[Natural-language object grounding data]
/---

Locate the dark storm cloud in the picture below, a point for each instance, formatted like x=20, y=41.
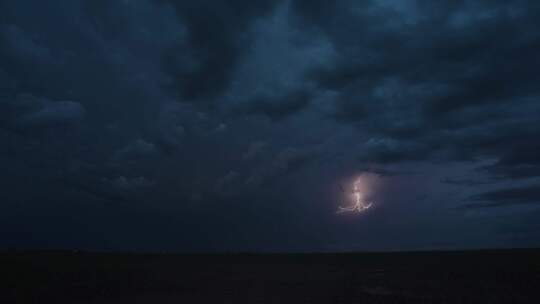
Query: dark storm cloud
x=529, y=194
x=435, y=80
x=201, y=66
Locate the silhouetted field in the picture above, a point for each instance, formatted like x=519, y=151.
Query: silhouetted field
x=502, y=276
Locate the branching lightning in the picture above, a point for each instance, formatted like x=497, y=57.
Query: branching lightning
x=359, y=205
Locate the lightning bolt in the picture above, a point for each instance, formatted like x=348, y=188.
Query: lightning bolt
x=358, y=204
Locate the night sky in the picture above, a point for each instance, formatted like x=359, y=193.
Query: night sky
x=209, y=126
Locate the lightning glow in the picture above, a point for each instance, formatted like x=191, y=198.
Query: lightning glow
x=359, y=205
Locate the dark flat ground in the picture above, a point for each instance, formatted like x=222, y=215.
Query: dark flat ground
x=494, y=276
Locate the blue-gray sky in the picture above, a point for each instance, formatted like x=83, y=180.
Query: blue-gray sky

\---

**WHAT THE TASK REQUIRES**
Repeat exactly the lines starting at the line with "Locate the night" and ending with the final line of the entries. Include nothing else.

**WRITTEN ANSWER**
Locate the night sky in the picture above, a point for each instance, formatted like x=359, y=193.
Query: night sky
x=209, y=126
Locate the lightning glow in the picture above, a point for each instance, formatted like x=191, y=198.
Query: lightning glow
x=359, y=205
Locate the dark flat ground in the picture above, a point for each instance, formatted like x=222, y=215.
Query: dark flat ground
x=494, y=276
Locate the blue-gray sky in the picture above, a point for each instance, formatted like x=83, y=180.
Query: blue-gray sky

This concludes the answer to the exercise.